TEXTO DE LEITURA:
===

Setúbal Mais – Portugal e a Europa estão a atravessar uma fase crítica devido às crises energética, social e económica, em virtude da guerra na Ucrânia. O que poderá ser feito para ajudar os mais vulneráveis?
Marisa Matias
– A crise energética já vem de trás. Em outubro de 2021, meses antes da invasão, já estávamos completamente no meio de uma crise de preços na eletricidade e na energia. Obviamente essa crise foi agravada com a guerra, mas não é correto dizer que foi a sua causa. Outra coisa diferente é o nível de dependência energética da União Europeia face ao gás russo, que fez com que durante ainda largos meses fossem os países da UE a financiar indiretamente a invasão ao continuarem a comprar e a pagar a preços elevados o gás russo. Os problemas de fundo que levaram a essa crise, seja o mercado marginalista da definição de preços da energia, os lucros excessivos das grandes operadoras da energia, a ausência de tetos de preços ou a ausência de uma independência energética na UE continuam todos por enfrentar ou resolver. Eliminou-se, e bem, a dependência da Rússia, mas mudou-se o abastecimento para outros regimes pouco recomendáveis como a Arábia Saudita e quejandos. Relativamente a tudo o resto nada foi feito. Já a crise inflacionária, essa é obviamente uma maior consequência da guerra, pouco foi feito para apoiar diretamente as pessoas, continuando uma lógica de favorecimento dos grandes grupos económicos como foi o caso do nosso país, com medidas ineficazes e contraproducentes, como por exemplo a redução do IVA. Depois da pandemia e com a guerra em curso, não houve ainda coragem para enfrentar os grandes grupos económicos e continua a colocar-se o peso nas pessoas e nas famílias. Políticas como o aumento das taxas de juro só agravam a situação económica e social já desastrosa. Em Portugal, onde as pessoas dependem de empréstimos para pagar a casa por ausência de políticas públicas para a habitação, as consequências são trágicas.

===

REGISTOS:
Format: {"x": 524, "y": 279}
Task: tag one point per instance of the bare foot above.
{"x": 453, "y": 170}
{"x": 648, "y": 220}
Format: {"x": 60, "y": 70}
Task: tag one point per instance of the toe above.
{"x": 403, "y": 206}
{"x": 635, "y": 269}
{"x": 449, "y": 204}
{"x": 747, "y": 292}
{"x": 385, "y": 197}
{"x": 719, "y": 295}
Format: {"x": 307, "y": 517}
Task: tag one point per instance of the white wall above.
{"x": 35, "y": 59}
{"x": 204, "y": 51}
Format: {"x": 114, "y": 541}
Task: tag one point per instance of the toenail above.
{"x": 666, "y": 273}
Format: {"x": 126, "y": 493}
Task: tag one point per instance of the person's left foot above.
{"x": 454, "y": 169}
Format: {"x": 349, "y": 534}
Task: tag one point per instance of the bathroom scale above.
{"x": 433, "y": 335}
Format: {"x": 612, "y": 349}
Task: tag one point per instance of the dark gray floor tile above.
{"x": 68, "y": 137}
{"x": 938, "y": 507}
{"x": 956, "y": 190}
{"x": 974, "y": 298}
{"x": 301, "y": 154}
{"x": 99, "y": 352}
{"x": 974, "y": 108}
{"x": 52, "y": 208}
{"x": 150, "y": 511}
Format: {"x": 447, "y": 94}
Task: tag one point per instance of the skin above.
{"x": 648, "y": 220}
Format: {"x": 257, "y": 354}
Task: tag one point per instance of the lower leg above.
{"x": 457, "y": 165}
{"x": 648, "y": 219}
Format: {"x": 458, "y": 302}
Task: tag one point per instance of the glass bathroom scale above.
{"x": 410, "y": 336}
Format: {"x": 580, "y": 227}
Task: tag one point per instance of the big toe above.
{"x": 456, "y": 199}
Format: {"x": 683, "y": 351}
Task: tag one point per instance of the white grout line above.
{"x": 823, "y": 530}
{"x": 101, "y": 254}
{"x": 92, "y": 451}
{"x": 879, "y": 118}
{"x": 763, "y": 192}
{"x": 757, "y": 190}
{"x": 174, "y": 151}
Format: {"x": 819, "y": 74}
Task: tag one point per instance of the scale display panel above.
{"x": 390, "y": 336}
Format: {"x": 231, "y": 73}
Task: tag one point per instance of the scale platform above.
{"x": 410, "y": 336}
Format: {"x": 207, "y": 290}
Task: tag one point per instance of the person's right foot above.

===

PERGUNTAS A RESPONDER:
1. Responda a estas perguntas sobre o texto da crise energética:
(a) Em que mês e ano, segundo o texto, já se estava no meio de uma crise de preços na eletricidade e na energia?
(b) Que país é nomeado como novo fornecedor depois de se eliminar a dependência da Rússia?
(c) Que medida é dada como exemplo de medida ineficaz e contraproducente?
2. Transcreva do texto da crise energética o trecho que começa em "Setúbal Mais –" e segue até "os mais vulneráveis?", inclusive.

RESPOSTAS ÀS TAREFAS:
1.
(a) Em outubro de 2021.
(b) A Arábia Saudita.
(c) A redução do IVA.

2.
Setúbal Mais – Portugal e a Europa estão a atravessar uma fase crítica devido às crises energética, social e económica, em virtude da guerra na Ucrânia. O que poderá ser feito para ajudar os mais vulneráveis?